* _YOUR INSTRUCTIONS_
Copy, word for word, the lines starting with the one that contains "For the evaluation set, indicate each instance of the metal" and running through the last line, with both of those lines included.

* _MATERIAL FOR THE TASK_
## begin

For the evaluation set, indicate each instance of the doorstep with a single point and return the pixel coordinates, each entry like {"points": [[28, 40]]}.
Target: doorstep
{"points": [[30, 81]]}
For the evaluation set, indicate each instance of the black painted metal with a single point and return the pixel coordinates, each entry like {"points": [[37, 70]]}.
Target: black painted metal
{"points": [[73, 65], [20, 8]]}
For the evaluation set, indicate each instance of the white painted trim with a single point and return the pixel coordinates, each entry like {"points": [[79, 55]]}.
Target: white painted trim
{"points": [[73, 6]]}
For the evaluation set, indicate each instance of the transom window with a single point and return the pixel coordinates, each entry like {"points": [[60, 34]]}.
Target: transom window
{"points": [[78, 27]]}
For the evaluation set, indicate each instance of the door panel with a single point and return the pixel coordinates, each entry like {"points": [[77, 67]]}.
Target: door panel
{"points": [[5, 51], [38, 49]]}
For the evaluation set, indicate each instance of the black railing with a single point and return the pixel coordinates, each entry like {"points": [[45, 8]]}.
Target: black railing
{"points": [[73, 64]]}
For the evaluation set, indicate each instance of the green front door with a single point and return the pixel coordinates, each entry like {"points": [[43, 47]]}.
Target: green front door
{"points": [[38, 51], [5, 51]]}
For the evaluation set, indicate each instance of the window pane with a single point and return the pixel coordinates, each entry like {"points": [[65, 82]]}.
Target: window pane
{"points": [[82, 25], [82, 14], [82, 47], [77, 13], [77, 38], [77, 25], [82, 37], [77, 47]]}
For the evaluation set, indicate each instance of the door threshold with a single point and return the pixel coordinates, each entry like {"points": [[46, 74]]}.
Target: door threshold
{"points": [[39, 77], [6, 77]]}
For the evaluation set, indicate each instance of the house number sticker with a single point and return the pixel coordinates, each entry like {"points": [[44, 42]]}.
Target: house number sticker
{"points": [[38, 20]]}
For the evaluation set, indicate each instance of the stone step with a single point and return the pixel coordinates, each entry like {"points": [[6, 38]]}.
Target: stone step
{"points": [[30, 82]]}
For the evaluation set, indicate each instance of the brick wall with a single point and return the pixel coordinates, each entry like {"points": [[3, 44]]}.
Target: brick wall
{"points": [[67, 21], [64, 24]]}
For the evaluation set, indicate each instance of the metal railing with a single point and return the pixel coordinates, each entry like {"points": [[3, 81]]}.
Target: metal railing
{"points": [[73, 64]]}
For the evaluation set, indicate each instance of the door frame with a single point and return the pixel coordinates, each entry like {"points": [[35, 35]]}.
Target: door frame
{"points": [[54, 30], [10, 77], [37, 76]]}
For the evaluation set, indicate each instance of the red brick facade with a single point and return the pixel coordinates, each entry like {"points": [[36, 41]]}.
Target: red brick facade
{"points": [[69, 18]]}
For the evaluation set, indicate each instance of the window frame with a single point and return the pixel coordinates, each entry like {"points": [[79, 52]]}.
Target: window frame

## end

* _TASK OUTPUT_
For the evaluation set, indicate each instance of the metal railing with a single point and return the pixel coordinates, each entry like {"points": [[3, 81]]}.
Target: metal railing
{"points": [[73, 64]]}
For the evaluation set, indicate each instance of the door frame with a single point and return the pixel coordinates, each entry like {"points": [[35, 35]]}.
Target: door frame
{"points": [[54, 30], [10, 77], [37, 76]]}
For the evaluation set, indicate each instance of the red brick facade with a single point and return the pixel coordinates, each entry like {"points": [[36, 41]]}.
Target: red brick facade
{"points": [[69, 18]]}
For the evaluation set, indicate each instance of the window frame with a single point and return the pixel coordinates, each entry like {"points": [[79, 52]]}.
Target: window frame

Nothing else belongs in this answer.